_DOCUMENT PASSAGE_
-- Opening Marker --

My poetry is going to the moon! Four of my poems will be included in the Writers on the Moon project along with other authors and artists on a mission to the moon, late 2021. One hundred twenty-five slots of poetry, fiction, and more will be launched on a digital data card in a lunar time capsule where it will remain permanently.
This lunar time capsule project featuring writers from around the world is joining NASA payloads on Astrobotic’s Peregrine Mission One, launching in July 2021 on a United Launch Alliance (ULA) rocket to the Moon. It will remain there permanently, a time capsule for the future to provide a bit of insight to the readers of tomorrow into what humanity looked like in 2021. This payload will ride on the first Astrobotic lander–and the first commercial lander–to reach the moon.
Mission Patch Revealed for Astrobotic’s Peregrine Mission One the Peregrine team reveals a meaningful mission patch design for the world’s first commercial lunar landing.
Image created by Edward R. Durlak
Wondering how the launch and Moon landing will look? Here’s a video simulation.
Poems of mine included: “Neruda in my Kitchen,” “Heartbreak Number One,” “A Muscato Grape Spills Forth” and “In a Dream my Skin” are part of an anthology entitled PERSIAN SUGAR IN ENGLISH TEA, edited by Soodabeh Saeidnia are included in slot #seventy under author Elizabeth Wolf.

-- Closing Marker --

_DATA EXTRACTS_
-- Opening Marker --

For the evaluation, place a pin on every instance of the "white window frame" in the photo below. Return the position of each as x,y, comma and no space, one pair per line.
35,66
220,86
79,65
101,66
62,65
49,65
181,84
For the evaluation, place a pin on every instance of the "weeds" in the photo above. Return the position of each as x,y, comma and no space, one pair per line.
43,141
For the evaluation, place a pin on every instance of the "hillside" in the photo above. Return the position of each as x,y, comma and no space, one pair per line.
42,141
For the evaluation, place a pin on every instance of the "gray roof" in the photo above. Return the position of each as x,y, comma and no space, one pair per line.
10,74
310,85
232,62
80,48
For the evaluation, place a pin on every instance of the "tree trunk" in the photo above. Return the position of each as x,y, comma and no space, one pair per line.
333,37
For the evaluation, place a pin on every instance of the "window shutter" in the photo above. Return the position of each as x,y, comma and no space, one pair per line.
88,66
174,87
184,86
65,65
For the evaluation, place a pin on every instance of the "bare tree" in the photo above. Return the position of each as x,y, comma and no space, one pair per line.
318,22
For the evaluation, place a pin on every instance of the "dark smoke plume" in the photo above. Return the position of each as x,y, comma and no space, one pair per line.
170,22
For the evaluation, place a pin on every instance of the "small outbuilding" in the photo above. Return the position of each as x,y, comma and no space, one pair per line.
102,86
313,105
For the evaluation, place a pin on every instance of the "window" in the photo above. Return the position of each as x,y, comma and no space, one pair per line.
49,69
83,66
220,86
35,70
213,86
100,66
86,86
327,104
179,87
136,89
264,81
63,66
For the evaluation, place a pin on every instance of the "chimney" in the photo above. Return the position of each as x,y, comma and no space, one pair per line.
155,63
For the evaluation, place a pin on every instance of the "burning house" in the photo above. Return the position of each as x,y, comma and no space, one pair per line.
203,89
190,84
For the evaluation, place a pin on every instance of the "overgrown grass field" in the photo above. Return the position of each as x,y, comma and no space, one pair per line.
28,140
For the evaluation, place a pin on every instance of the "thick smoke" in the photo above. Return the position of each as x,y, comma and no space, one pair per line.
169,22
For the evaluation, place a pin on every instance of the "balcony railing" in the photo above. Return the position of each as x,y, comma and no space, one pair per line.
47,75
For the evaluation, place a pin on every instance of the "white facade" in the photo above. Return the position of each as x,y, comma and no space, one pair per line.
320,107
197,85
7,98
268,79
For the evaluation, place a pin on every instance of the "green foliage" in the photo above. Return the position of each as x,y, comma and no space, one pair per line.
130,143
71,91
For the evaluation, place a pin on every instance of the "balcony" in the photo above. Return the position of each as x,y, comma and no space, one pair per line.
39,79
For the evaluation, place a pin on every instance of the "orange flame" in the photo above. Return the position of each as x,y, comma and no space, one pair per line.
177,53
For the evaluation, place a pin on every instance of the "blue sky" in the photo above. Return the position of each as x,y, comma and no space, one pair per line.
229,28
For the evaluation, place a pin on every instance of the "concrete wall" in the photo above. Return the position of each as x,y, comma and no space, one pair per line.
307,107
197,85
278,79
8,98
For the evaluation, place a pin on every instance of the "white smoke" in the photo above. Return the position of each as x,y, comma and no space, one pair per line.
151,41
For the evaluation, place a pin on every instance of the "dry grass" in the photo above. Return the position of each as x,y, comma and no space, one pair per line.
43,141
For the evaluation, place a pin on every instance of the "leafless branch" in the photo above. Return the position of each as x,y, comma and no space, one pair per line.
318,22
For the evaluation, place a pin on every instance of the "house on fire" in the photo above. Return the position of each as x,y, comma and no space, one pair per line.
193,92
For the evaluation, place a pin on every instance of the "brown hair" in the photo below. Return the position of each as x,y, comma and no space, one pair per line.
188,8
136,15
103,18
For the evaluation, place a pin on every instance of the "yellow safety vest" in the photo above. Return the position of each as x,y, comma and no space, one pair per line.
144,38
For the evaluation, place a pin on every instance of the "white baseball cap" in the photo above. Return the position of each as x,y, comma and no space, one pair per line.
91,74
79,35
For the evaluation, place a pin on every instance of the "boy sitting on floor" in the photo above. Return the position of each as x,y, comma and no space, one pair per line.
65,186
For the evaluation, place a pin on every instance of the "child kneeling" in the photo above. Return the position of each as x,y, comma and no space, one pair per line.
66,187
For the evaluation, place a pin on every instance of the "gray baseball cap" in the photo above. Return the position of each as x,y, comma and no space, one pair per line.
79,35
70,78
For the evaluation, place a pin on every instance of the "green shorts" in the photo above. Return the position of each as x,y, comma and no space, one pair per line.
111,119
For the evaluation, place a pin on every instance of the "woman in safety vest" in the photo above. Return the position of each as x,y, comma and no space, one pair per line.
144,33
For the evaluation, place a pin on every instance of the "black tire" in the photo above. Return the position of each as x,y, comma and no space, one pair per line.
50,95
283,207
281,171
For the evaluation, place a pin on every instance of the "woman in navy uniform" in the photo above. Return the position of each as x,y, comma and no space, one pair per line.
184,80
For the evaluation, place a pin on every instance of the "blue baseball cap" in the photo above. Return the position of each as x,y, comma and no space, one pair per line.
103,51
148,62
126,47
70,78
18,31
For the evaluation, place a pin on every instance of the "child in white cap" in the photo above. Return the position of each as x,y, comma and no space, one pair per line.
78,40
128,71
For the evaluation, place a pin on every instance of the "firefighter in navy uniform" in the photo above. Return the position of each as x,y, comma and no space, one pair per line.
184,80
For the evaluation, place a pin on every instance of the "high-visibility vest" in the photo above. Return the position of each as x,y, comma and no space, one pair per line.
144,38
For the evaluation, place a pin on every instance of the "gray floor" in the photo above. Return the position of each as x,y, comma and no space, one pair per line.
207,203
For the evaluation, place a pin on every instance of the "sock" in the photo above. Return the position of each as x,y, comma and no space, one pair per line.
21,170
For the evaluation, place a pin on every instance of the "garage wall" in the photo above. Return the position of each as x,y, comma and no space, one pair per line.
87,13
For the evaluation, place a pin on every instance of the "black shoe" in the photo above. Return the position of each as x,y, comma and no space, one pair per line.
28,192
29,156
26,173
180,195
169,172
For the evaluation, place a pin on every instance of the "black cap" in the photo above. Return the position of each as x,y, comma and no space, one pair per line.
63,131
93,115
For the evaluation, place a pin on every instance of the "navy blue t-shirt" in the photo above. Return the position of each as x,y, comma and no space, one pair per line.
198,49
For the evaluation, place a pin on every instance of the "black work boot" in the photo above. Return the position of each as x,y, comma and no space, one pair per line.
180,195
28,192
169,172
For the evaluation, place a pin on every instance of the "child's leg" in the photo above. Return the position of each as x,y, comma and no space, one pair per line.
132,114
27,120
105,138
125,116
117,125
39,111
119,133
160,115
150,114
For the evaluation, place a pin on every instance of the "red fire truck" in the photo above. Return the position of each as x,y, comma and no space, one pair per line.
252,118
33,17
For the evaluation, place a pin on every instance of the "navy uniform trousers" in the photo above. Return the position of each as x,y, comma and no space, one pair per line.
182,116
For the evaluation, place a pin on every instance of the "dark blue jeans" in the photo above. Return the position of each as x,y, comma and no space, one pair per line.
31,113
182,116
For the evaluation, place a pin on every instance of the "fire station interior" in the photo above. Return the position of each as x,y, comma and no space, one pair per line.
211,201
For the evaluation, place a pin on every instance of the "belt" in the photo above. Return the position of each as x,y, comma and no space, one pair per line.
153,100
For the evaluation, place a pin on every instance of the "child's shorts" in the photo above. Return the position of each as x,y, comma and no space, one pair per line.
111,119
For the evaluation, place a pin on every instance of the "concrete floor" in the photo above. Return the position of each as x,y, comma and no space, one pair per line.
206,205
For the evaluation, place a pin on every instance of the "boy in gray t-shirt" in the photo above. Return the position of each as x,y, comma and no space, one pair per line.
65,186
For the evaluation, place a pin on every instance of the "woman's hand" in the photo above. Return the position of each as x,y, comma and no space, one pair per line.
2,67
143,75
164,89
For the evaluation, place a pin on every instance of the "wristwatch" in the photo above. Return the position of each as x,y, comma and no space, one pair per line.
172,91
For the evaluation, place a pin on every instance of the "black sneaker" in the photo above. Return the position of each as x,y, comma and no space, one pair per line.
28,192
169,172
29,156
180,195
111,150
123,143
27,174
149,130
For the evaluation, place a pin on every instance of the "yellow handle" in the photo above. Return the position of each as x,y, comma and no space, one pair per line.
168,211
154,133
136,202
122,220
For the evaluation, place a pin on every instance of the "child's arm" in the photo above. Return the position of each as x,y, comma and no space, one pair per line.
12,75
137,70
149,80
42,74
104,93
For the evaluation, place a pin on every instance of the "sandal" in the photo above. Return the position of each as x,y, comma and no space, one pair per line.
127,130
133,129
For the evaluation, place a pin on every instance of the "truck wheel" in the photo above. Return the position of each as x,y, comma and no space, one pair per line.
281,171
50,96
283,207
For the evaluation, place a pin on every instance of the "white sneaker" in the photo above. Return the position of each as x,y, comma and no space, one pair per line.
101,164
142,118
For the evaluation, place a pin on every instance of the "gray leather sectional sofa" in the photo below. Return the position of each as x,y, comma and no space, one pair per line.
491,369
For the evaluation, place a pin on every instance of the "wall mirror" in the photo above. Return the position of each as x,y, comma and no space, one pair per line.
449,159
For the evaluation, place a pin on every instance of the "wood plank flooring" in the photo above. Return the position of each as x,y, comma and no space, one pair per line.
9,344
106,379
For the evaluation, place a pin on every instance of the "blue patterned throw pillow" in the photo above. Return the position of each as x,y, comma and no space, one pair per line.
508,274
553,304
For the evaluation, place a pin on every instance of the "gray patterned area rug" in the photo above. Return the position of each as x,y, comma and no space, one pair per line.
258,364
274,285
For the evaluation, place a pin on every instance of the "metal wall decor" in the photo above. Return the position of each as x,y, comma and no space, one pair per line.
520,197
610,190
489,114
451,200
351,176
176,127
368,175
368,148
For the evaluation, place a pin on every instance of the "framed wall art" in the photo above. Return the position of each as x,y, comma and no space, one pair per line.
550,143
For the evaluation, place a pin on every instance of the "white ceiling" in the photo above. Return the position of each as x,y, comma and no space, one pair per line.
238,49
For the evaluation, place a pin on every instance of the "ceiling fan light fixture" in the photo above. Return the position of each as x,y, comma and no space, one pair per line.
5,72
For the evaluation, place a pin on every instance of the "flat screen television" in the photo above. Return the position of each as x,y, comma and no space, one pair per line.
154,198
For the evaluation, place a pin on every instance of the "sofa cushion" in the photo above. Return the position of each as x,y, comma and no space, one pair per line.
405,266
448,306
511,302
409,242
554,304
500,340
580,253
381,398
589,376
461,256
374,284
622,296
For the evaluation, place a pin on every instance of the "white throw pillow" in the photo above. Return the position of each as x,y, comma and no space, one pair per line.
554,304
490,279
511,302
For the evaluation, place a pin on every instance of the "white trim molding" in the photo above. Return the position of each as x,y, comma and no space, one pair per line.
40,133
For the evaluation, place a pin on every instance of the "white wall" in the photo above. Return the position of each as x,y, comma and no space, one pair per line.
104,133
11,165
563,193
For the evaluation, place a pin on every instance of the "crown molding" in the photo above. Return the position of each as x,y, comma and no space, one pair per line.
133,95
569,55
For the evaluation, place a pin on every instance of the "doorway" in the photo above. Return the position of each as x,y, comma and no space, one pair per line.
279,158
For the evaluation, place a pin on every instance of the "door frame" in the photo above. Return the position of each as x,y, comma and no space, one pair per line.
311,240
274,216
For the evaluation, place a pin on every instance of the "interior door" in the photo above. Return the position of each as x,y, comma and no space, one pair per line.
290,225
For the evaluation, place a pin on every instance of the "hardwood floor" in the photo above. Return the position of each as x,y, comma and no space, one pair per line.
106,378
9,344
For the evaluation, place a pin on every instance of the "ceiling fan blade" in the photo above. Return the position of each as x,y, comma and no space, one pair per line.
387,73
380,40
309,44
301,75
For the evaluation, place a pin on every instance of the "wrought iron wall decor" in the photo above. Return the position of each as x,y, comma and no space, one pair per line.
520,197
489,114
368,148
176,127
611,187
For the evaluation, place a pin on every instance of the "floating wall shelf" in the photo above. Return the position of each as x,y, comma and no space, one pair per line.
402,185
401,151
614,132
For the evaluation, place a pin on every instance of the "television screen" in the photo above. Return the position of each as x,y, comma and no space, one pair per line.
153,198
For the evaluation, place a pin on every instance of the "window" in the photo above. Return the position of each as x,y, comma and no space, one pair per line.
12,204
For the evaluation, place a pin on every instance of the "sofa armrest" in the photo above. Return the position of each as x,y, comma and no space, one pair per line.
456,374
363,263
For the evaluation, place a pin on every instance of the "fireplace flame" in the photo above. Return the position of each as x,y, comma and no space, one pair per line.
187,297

-- Closing Marker --

_REQUIRED ACTION_
Please write what comes next in the post about poems headed to the Moon, starting after its last sentence above.

_RESPONSE TO THE TASK_
Author, poet, and editor of several anthologies including Persian Sugar in English Tea Soodabeh Saeidnia lives in NYC but originally is Persian. She got her Pharm D and Ph. D. of Pharmacognosy and has worked as a researcher, assistant and associate professor in the Kyoto University (Japan), TUMS (Iran) and University of Saskatchewan (Canada).
Shall we toast Peregrine Mission One with a bottle of Space Aged Wine?
If a bottle of Petrus 2000 that Christie’s is selling tastes out of this world it might be because it aged for 14 months aboard the International Space Station. Christie’s hopes the bottle, now up for grabs in a private sale, will fetch $1 million, which would make it the most expensive wine ever sold. The bottle is one of a batch of 12 that European startup Space Cargo Unlimited sent into orbit as part of research into how food and drink matures in space. The wine spent almost 440 days in space, or the equivalent of 300 trips to the Moon, Space Cargo Unlimited Nicolas Gaume said in a press release. At the end of a blind tasting, the researchers noted “remarkable differences in the color, aroma and taste components,” between the celestial bottles and equivalents which had remained on earth.